— START TEXT BLOCK —

Example 2: An extracted field from a parse-json instruction has a conflicting name and the same type. The default mode is overwrite.

SPL statement

* | parse-json content -- The old and new types of status are both VARCHAR. The new value is used based on the overwrite mode.

Input data

status: '200'
content: '{"status": "Success", "body": "this is test"}'

Output result

content: '{"status": "Success", "body": "this is test"}'
status: 'Success'
body: 'this is test'

Example 3: An extracted field from a parse-json instruction has a conflicting name and the same type. The mode is set to preserve.

SPL statement

* | parse-json -mode='preserve' content -- The old and new types of status are both VARCHAR. The old value is retained based on the preserve mode.

Input data

status: '200'
content: '{"status": "Success", "body": "this is test"}'

Output result

content: '{"status": "Success", "body": "this is test"}'
status: '200'
body: 'this is test'

Data type conversion

Initial type

When SPL processes data, all input fields are initially of type VARCHAR, except for log time fields. If subsequent processing requires a different data type, you must perform explicit type conversion.

Example

To filter access logs with a status code of 5xx, you must convert the status field to the BIGINT type before the comparison.

* -- The initial type of the status field is VARCHAR.
| where cast(status as BIGINT) >= 500 -- Convert the type of the status field to BIGINT, and then perform the comparison.

— END TEXT BLOCK —
— START SUPPLIED DATA —

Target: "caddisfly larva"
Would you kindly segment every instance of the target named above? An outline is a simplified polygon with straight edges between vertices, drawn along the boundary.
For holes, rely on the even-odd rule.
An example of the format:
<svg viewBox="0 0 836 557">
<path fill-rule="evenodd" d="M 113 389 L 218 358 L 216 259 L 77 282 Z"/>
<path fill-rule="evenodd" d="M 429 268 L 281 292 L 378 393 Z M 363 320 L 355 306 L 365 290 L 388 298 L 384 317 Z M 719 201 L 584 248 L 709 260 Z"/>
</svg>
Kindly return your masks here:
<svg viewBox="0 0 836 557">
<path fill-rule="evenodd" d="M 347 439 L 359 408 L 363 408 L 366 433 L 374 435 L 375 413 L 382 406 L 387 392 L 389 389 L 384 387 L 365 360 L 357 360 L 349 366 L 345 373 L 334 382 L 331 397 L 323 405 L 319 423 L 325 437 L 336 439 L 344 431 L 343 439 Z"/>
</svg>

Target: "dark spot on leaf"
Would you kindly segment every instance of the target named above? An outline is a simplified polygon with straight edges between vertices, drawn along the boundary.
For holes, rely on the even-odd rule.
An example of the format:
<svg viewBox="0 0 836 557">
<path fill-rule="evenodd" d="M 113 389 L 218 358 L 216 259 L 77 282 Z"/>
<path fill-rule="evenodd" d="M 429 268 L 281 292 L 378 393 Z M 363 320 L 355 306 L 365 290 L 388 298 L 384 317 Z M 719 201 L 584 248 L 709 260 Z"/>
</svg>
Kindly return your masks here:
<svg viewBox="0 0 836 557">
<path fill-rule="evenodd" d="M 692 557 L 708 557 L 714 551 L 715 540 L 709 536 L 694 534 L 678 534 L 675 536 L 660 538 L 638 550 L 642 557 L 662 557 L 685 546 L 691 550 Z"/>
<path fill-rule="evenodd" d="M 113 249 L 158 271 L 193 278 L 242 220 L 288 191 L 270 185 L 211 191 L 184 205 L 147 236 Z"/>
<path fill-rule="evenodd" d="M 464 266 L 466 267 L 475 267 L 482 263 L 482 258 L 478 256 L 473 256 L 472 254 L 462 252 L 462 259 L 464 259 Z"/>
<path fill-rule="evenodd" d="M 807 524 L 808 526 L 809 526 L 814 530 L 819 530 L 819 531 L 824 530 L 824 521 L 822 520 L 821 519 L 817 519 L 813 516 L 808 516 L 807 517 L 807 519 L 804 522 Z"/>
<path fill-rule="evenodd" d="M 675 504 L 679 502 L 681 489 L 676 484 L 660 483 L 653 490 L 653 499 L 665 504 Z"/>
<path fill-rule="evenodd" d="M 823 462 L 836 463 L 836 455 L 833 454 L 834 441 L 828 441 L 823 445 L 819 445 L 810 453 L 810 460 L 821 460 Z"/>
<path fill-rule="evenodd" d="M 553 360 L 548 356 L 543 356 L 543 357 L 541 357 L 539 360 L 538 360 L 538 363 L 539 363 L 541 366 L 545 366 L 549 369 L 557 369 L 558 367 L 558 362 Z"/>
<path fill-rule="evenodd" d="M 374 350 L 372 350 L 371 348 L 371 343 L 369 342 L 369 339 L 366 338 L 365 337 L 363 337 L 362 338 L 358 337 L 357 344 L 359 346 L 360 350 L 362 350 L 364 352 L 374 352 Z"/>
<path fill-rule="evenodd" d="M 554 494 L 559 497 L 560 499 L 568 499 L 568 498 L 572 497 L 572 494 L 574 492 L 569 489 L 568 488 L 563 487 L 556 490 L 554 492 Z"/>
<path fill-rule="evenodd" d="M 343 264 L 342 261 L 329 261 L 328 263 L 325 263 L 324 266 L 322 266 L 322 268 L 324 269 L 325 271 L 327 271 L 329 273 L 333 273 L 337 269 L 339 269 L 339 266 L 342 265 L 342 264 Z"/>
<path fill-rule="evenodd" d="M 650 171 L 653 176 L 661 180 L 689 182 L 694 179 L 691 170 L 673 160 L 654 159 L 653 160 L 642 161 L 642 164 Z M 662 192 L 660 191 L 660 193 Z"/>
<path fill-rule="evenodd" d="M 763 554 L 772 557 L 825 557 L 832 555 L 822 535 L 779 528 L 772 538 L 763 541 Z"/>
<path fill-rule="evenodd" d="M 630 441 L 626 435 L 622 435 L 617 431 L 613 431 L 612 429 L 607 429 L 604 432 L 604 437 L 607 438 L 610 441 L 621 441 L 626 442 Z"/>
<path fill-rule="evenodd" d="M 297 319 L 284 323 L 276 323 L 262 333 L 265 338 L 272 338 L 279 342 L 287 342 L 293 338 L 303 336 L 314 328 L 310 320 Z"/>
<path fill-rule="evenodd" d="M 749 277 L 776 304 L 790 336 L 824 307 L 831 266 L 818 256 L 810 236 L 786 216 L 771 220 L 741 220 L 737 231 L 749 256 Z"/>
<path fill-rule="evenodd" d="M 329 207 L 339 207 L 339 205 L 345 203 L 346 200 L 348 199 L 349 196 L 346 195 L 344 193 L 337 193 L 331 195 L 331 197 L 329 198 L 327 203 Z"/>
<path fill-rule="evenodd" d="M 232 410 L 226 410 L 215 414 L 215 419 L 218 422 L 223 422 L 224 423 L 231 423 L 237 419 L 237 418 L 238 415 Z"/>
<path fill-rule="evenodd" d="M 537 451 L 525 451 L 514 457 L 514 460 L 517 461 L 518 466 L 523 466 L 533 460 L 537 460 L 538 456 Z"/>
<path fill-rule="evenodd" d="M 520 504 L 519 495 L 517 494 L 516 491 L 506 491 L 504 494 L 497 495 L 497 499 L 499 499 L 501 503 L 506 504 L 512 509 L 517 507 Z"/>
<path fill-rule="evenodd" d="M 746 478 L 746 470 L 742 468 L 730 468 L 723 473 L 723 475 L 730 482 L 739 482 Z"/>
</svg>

— END SUPPLIED DATA —

For the SPL text above, decide whether each statement agrees with it. Answer yes or no for each, and quote the words of the text that decide it.
(a) In the default overwrite mode, the status value extracted by parse-json replaces the old status value.
(b) When the mode is set to preserve, the output status is 'Success'.
(c) Log time fields, like all other input fields, are initially of type VARCHAR.

(a) Yes: "The new value is used based on the overwrite mode."
(b) No: "The old value is retained based on the preserve mode."
(c) No: "all input fields are initially of type VARCHAR, except for log time fields."